READING TEXT:
Self-monitoring by patients with hypertension led to a drop in blood-pressure levels over the course of a year, according to research published this week in the Journal of the American Medical Association.
The study--part of the U.K.-based University of Birmingham's targets and self-management for the control of blood pressure in stroke and at-risk groups (TASMIN-SR) trial--involved 552 patients who were at least 35 years old and had a history of stroke, coronary heart disease and high-blood pressure; 230 of those patients participated in the self-monitoring group and overall data was available from 450 participants.
Based on readings received, the interventional group adjusted their own medication levels.
Mean blood pressure at the beginning of the trial for self-monitoring patients was 143.1/80.5 mm Hg; after 12 months, that figure dropped to 128.2/73.8. For patients in the control group, mean blood-pressure prior to the start of the project was 143.6/79.5; afterward, it fell to 137.8/76.3.
Lead study author Richard McManus, of the National Institute for Health Research School for Primary Care Research at the University of Oxford in the U.K., told heartwire that he and his colleagues found no increased risk above usual care methods.
"The key prerequisite is that is that this is a joint approach between physician and patient," McManus told heartwire. "We are not recommending patients try this on their own."

Segmentation mask data:
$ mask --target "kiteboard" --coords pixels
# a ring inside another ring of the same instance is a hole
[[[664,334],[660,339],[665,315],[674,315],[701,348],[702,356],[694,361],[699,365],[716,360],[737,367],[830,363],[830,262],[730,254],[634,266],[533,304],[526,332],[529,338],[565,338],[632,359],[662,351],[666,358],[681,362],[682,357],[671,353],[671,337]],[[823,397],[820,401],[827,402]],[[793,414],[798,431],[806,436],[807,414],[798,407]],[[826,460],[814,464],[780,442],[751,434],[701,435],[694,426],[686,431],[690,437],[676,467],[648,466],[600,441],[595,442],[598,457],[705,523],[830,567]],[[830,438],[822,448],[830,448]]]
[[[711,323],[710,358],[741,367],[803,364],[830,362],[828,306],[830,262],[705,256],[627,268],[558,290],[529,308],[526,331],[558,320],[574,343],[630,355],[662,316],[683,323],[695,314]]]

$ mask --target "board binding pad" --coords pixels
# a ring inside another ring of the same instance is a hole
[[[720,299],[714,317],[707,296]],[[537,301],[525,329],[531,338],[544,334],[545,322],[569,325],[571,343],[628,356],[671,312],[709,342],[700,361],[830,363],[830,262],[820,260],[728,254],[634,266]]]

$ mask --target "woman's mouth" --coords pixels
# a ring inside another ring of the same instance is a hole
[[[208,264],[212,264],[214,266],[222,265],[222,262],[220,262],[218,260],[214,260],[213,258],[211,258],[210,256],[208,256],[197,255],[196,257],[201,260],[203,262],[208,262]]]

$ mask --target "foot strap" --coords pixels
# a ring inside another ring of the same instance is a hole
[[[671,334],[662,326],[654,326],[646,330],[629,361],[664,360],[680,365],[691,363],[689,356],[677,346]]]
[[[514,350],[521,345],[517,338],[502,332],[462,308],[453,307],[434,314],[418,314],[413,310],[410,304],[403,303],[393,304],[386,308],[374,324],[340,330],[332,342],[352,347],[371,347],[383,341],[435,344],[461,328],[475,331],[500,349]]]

WHAT YOU HAVE TO DO: List every mean blood-pressure reading given in the article on hypertension self-monitoring, with the group and time point for each. Nothing in the listing is needed for this work.

REPLY:
- Self-monitoring group, beginning of the trial: 143.1/80.5 mm Hg
- Self-monitoring group, after 12 months: 128.2/73.8
- Control group, before the start of the project: 143.6/79.5
- Control group, afterward: 137.8/76.3